+++ SOURCE MATERIAL +++

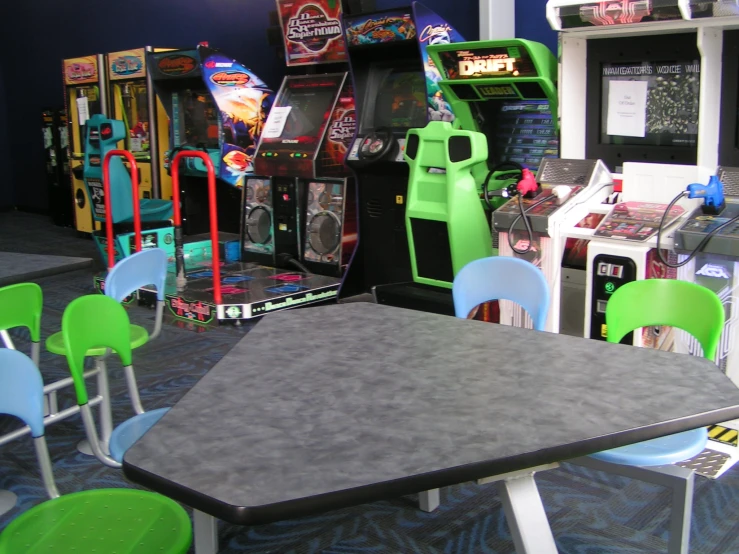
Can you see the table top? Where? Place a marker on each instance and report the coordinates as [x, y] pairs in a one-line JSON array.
[[332, 406]]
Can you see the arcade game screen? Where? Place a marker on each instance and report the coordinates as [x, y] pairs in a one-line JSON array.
[[399, 99], [200, 120], [136, 113], [521, 131], [310, 108], [650, 103]]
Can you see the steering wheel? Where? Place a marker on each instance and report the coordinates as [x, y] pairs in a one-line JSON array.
[[377, 145], [507, 168]]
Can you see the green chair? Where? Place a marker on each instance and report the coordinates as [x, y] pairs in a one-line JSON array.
[[99, 323], [695, 310], [102, 520], [22, 305]]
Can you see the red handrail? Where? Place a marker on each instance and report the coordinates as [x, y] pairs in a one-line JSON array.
[[212, 208], [108, 210]]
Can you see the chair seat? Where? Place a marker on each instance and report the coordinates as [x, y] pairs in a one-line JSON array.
[[658, 452], [131, 430], [154, 209], [101, 520], [55, 343]]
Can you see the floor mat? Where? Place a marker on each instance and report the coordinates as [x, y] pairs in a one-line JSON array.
[[18, 268]]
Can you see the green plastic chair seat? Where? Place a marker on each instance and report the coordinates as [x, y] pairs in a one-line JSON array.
[[55, 343], [104, 521]]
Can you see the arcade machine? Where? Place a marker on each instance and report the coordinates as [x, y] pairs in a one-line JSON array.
[[648, 98], [190, 85], [396, 90], [56, 143], [300, 216], [134, 102], [86, 94], [506, 90], [707, 248]]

+++

**CHALLENGE**
Rewrite the listing with every "Place a marker" changed to "Put a point" and nothing else altered, and omit the pictures.

**THE SOLUTION**
Can you see the table top? Where? Put a point on each instance and report the coordinates as [x, y] pairs in a one-line JSON array.
[[332, 406]]
Can you see the arcade game screen? Where? Put a point on each instance and report the coordinates as [x, y] pairs in a one-line JSON array.
[[399, 99], [200, 120], [136, 113], [521, 131], [310, 108], [650, 103]]
Can you see the steering wheel? Where? Put a point on each instance and report the coordinates as [x, y] pairs in a one-line JSON array.
[[377, 145], [507, 168]]
Can you see the green chair? Where? Put a point on each instance and report the coordinates as [x, y] pairs in a one-line JSON array.
[[99, 323], [695, 310], [102, 520], [22, 305]]
Can you see the red handrail? Where? Put a point on each instance and report the coordinates as [x, y] pairs in a one-line JSON array.
[[212, 208], [108, 210]]
Can you see the chair seat? Where? Put a point on each instance and report the coordinates as [x, y] pairs in a one-line JSON array.
[[658, 452], [131, 430], [154, 209], [101, 520], [55, 343]]
Can you see the floor mat? Where? Put a point on each instance and report the coordinates as [x, y] pairs in a one-line JSON array.
[[18, 268]]
Can you see the green plastic chair seat? Where? Put a point on each instance and report the coordinates as [x, y] pairs in a one-line JSON array.
[[55, 343], [104, 521]]
Can you see the arcade machine? Where? Put a point on each instance and report the coordinates as [x, y] pairs in a one-line JSON array.
[[648, 98], [190, 85], [396, 90], [56, 143], [300, 216], [134, 102], [86, 94], [506, 90], [707, 248]]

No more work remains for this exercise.